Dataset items
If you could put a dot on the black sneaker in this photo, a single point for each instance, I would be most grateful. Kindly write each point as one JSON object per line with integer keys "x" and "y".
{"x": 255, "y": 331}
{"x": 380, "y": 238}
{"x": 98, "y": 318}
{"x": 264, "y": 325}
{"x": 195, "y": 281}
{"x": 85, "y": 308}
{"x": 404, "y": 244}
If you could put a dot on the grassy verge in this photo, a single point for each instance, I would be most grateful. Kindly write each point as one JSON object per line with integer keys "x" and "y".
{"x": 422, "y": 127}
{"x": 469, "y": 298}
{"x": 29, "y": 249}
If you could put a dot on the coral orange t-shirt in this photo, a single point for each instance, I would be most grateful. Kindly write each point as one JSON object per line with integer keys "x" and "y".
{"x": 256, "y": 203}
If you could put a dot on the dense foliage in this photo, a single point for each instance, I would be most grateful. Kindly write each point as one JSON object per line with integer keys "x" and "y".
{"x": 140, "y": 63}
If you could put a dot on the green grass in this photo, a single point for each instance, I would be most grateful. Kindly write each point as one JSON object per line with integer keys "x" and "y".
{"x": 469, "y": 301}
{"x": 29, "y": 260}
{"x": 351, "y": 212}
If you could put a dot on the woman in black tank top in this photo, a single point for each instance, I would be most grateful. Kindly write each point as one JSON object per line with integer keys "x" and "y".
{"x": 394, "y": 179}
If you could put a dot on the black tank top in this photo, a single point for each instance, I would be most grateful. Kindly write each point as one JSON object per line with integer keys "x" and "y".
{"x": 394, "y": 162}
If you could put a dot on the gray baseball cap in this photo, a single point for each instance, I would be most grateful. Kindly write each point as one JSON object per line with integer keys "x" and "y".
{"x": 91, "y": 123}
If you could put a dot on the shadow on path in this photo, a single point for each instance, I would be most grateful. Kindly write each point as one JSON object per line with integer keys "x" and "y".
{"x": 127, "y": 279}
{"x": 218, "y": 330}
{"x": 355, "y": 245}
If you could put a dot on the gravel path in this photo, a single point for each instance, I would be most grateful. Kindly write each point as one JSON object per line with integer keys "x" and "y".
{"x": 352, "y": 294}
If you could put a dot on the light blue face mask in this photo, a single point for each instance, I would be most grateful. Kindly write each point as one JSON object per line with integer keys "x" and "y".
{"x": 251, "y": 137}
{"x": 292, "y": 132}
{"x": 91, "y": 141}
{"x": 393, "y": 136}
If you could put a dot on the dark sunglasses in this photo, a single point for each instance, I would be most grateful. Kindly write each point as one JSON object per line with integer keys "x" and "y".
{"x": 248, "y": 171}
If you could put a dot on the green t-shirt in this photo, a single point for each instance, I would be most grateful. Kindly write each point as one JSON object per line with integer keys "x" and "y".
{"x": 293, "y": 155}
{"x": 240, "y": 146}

▶ **TASK BRIEF**:
Output every record above exactly as it appears.

▶ **EXERCISE ANSWER**:
If you could put a dot on the black sneaker in this photo, a single point for each instance, I would be most grateful. Kindly write each point as one JSON object per line with integer keys "x" and "y".
{"x": 255, "y": 331}
{"x": 380, "y": 238}
{"x": 98, "y": 318}
{"x": 264, "y": 325}
{"x": 195, "y": 281}
{"x": 85, "y": 308}
{"x": 404, "y": 244}
If you could put a dot on the grassy verge in this photo, a single point for each instance, I would be most grateful. Kindly write each point as one JSON object per line with integer keys "x" and "y".
{"x": 422, "y": 127}
{"x": 469, "y": 298}
{"x": 29, "y": 249}
If you could put a dot on the coral orange t-shirt in this photo, a single point for each instance, I would be most grateful. Kindly write each point as one JSON object per line with integer keys "x" and "y".
{"x": 256, "y": 203}
If you could put a dot on the dense foliage in this photo, a single point for each instance, I would be most grateful. Kindly write each point as one JSON object per line with integer keys "x" and "y".
{"x": 140, "y": 63}
If you could put a dot on the green grass in this photo, a single point for each instance, I would be most grateful. Kindly write each point as one JSON object per line with integer keys "x" and "y".
{"x": 469, "y": 301}
{"x": 29, "y": 260}
{"x": 351, "y": 212}
If you could put a dot on the woman in black tank top in this photo, a single point for each instance, I would be most grateful. Kindly write each point as one JSON object per line with integer keys "x" and "y".
{"x": 394, "y": 179}
If you could put a dot on the black tank top in this photo, a single point for each instance, I would be most grateful. Kindly write each point as one JSON object per line with integer keys "x" and "y".
{"x": 394, "y": 162}
If you could put a dot on the gray baseball cap in this photo, a single point for each instance, I would be most grateful. Kindly write each point as one JSON object per line with integer keys "x" and "y".
{"x": 91, "y": 123}
If you could put a dot on the shadow on path in this photo, a single point for each instance, I would be most grateful. Kindly write each point as one JSON object per line with integer keys "x" and "y".
{"x": 127, "y": 279}
{"x": 218, "y": 330}
{"x": 355, "y": 245}
If you could put a dot on the gravel path in this photo, a single point for each instance, I would be most grateful. Kindly write each point as one JSON object per line with integer keys "x" and "y".
{"x": 352, "y": 294}
If you could put a dot on the light blue face mask in this photo, a single point for each instance, I would be most grateful. Kindly write each point as one JSON object per line with integer keys "x" and "y".
{"x": 251, "y": 137}
{"x": 292, "y": 132}
{"x": 91, "y": 141}
{"x": 393, "y": 136}
If you could put a dot on the dark sunglasses in this photo, a single point for each instance, I would be most grateful. Kindly write each point as one JSON object per line with integer keys "x" and "y".
{"x": 248, "y": 171}
If you could put a dot on the green t-shirt in this photo, a single point for each instance, I would be most grateful. Kindly write each point as one JSON object per line with integer keys "x" and "y".
{"x": 293, "y": 155}
{"x": 240, "y": 146}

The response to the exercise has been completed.